## Text passage
<<<<
Wang Zhigang (; born October 1957) is a Chinese information engineer who currently serves as Minister of Science and Technology since March 2018. Previously, he served as general manager of China Electronics Technology Group Corporation, a state-owned military industrial complex.

He is a member of the 19th CPC Central Committee and a former member of the 18th CPC Central Committee. He is a member of the 19th National Congress of the Chinese Communist Party.

Biography
Wang was born in Dingyuan County, Anhui in October 1957. In January 1976, during the late Down to the Countryside Movement, he was a sent-down youth in Changshan Commune of Chuzhou. In October 1978 he was accepted to Xidian University and graduated in July 1982.
>>>>
## Written problem
According to the biography of Wang Zhigang, in what county and province was he born? The entries have nothing to do with this.

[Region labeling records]
<<<<
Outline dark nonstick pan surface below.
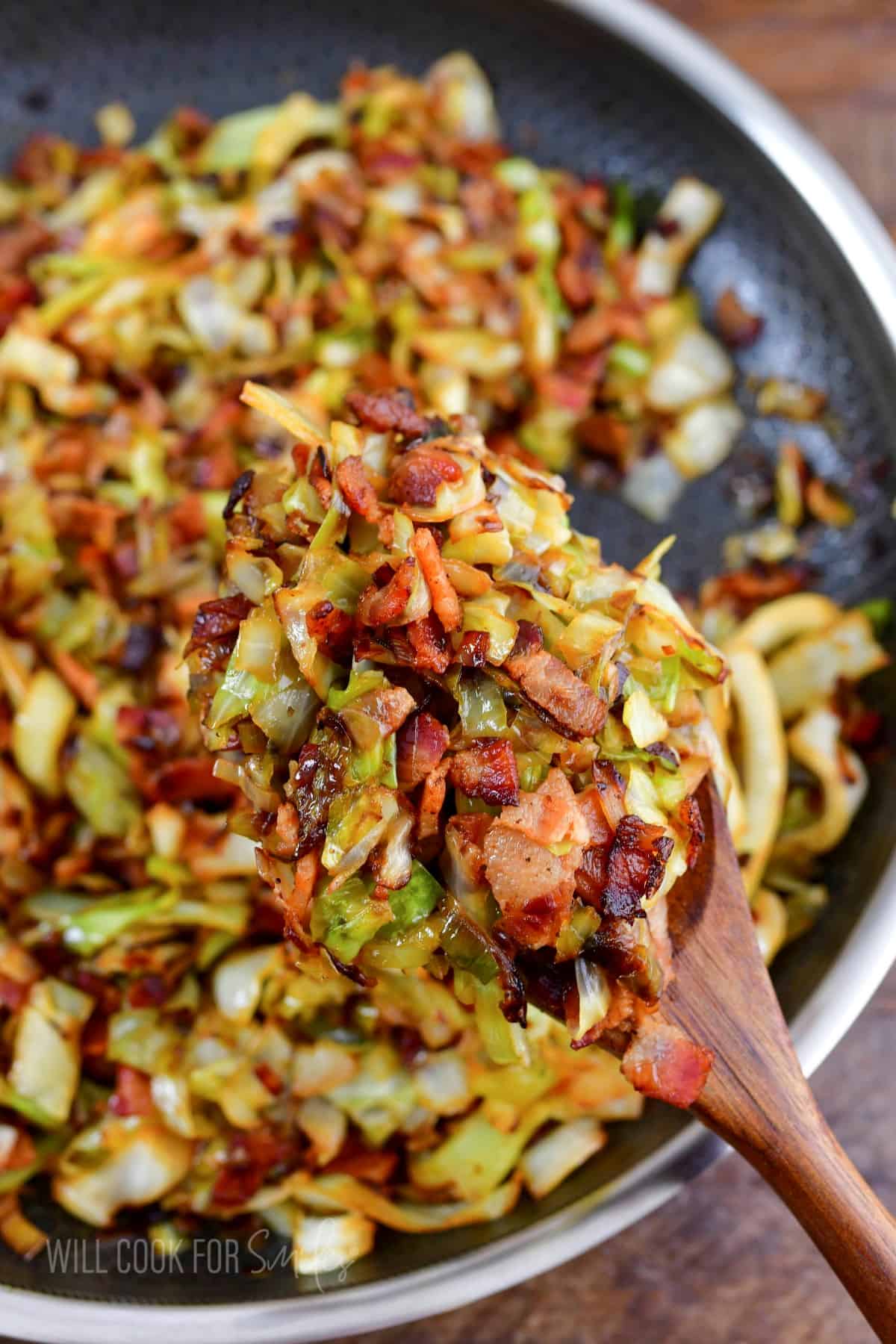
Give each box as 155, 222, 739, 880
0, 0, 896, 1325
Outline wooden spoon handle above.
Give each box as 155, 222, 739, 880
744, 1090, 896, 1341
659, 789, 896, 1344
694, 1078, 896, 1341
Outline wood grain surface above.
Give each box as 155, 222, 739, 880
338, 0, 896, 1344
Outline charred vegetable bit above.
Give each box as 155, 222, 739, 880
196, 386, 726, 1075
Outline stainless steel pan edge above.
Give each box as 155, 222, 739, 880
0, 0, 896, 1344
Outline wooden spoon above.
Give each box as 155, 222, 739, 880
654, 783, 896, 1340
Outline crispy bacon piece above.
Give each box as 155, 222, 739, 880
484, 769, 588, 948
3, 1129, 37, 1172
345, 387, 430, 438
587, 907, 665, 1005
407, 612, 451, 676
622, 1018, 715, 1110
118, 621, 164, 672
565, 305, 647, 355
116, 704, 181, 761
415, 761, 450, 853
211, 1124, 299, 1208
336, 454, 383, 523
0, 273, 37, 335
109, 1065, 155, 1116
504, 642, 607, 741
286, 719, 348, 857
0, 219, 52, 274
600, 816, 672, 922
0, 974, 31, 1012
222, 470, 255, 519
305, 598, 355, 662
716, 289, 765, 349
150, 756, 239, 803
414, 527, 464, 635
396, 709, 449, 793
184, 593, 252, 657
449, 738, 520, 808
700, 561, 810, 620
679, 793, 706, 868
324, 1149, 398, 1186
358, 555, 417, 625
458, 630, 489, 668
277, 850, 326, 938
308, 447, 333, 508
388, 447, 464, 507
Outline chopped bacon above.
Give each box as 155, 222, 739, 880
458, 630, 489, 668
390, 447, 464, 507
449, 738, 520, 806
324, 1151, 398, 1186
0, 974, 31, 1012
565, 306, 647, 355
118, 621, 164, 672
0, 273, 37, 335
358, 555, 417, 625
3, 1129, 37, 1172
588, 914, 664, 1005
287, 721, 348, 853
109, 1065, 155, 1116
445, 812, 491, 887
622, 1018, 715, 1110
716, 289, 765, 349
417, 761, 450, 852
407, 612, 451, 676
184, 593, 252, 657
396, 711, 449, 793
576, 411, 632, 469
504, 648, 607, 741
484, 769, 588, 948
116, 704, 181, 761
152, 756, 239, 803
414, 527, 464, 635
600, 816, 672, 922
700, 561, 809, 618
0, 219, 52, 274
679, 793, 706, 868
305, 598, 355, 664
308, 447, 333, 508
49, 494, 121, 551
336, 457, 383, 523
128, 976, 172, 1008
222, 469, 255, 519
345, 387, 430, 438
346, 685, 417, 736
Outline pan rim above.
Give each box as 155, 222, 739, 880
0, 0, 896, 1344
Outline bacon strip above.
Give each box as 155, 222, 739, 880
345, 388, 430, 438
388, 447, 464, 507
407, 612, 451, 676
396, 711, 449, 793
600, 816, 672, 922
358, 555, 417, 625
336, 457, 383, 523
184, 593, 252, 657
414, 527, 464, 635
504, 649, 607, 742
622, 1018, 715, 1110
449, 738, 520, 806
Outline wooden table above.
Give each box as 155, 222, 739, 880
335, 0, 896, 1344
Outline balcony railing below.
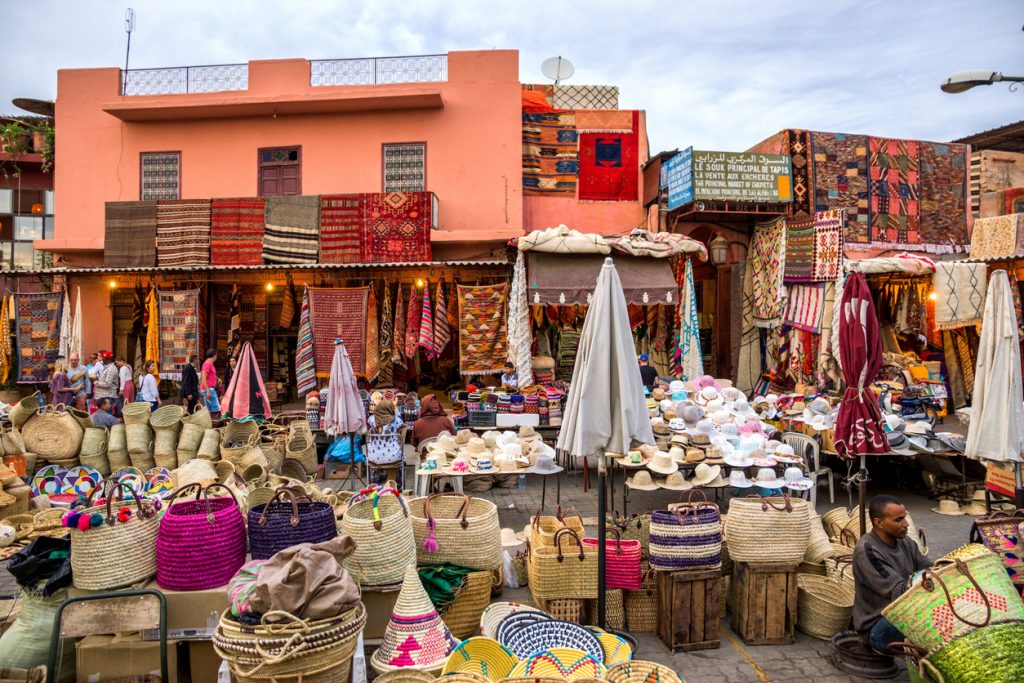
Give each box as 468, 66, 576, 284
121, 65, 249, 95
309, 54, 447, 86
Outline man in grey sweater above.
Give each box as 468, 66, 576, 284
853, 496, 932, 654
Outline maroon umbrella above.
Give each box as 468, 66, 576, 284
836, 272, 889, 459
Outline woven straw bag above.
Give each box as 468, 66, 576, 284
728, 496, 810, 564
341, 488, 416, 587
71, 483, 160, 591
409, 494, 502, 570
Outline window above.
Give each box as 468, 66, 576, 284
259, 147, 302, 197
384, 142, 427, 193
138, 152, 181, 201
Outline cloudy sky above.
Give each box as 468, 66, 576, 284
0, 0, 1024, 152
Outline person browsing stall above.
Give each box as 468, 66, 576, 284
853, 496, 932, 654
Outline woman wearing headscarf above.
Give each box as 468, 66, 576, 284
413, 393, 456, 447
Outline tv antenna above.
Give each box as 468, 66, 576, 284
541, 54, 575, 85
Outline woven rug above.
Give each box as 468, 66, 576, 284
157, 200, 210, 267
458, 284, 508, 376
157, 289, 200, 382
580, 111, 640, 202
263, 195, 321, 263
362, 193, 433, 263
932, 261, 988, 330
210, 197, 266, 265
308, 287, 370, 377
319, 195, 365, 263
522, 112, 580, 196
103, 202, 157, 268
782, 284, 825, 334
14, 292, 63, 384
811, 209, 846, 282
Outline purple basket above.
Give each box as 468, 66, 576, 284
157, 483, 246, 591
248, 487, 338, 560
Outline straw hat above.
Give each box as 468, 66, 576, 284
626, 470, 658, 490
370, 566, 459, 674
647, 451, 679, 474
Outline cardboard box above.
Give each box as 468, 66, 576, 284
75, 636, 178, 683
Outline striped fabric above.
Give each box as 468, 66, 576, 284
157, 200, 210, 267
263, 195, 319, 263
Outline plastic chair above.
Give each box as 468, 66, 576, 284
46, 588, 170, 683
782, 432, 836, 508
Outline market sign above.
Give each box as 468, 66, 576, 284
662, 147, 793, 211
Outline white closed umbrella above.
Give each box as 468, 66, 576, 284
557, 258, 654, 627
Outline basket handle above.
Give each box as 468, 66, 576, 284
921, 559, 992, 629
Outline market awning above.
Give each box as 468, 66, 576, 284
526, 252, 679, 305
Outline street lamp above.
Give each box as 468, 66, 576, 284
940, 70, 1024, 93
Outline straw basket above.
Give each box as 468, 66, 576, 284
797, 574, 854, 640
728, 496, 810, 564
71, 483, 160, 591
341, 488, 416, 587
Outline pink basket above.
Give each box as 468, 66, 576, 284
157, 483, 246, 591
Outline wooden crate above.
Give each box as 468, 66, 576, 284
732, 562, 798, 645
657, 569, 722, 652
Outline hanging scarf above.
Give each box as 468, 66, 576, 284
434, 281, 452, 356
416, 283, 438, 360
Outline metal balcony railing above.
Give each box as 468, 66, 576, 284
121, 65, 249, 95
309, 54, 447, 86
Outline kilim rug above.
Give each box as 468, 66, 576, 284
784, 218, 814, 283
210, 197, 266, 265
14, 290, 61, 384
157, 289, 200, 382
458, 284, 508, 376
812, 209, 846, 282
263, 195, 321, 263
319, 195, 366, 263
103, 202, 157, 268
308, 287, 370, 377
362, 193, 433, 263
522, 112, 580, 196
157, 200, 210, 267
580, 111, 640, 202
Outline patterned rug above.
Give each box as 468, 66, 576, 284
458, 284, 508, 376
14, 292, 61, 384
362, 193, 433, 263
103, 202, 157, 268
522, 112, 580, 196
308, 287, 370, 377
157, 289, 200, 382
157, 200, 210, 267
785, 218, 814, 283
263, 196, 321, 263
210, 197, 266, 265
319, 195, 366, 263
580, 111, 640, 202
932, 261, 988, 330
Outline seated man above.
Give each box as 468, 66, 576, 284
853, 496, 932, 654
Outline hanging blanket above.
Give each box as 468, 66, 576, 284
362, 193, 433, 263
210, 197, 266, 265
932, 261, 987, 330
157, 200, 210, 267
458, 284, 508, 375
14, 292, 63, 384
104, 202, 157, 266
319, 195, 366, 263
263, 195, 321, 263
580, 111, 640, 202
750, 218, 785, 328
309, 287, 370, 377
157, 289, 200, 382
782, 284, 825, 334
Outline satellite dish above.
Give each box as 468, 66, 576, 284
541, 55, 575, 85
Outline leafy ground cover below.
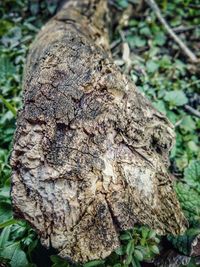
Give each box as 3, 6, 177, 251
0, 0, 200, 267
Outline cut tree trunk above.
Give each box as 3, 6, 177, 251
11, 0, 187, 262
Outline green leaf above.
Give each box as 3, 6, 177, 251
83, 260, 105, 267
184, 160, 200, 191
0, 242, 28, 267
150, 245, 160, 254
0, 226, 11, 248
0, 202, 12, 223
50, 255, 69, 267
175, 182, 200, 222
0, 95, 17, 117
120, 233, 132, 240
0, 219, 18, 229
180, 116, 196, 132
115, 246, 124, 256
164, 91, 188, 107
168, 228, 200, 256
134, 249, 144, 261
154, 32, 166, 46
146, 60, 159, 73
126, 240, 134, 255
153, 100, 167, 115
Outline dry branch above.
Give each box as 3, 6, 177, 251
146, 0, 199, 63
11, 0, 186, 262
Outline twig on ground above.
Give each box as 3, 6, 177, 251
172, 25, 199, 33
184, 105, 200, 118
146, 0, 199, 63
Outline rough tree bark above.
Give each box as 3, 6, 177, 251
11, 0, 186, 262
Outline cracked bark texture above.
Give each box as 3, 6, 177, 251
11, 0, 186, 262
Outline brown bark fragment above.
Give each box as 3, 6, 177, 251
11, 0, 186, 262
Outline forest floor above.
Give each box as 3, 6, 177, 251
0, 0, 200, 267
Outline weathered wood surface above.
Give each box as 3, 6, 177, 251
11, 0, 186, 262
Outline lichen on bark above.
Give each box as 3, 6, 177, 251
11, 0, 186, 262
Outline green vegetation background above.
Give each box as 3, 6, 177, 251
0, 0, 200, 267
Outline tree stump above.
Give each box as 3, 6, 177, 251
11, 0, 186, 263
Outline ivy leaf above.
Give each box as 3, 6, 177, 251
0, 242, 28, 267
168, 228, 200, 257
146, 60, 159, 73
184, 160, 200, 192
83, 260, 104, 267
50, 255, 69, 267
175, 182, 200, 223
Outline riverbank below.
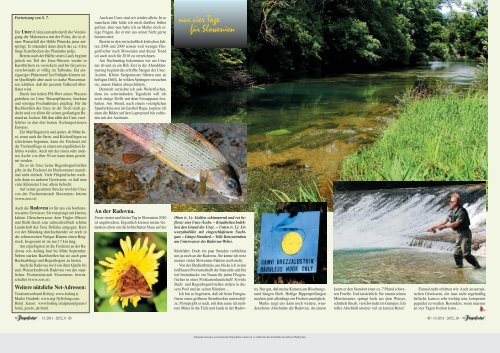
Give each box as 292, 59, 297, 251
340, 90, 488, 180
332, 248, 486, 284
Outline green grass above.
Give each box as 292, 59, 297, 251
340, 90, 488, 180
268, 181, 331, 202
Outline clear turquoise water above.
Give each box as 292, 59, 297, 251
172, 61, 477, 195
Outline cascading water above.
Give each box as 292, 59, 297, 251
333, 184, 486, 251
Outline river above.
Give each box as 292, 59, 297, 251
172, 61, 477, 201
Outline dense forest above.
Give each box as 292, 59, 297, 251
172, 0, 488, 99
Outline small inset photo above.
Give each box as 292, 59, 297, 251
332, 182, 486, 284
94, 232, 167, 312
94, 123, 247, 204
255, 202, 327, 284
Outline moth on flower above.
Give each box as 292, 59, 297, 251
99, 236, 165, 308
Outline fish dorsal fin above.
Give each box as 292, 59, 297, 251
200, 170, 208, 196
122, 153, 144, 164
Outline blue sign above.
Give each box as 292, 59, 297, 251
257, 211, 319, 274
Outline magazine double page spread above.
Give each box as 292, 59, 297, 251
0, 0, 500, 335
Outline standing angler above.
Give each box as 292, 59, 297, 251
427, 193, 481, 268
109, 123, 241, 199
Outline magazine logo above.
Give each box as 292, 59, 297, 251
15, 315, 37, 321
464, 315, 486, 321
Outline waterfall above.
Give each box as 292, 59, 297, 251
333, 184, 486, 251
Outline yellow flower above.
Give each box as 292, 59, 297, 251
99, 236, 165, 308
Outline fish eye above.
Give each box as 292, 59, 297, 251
>>>>
## Result of this exercise
Dingyuan County, Anhui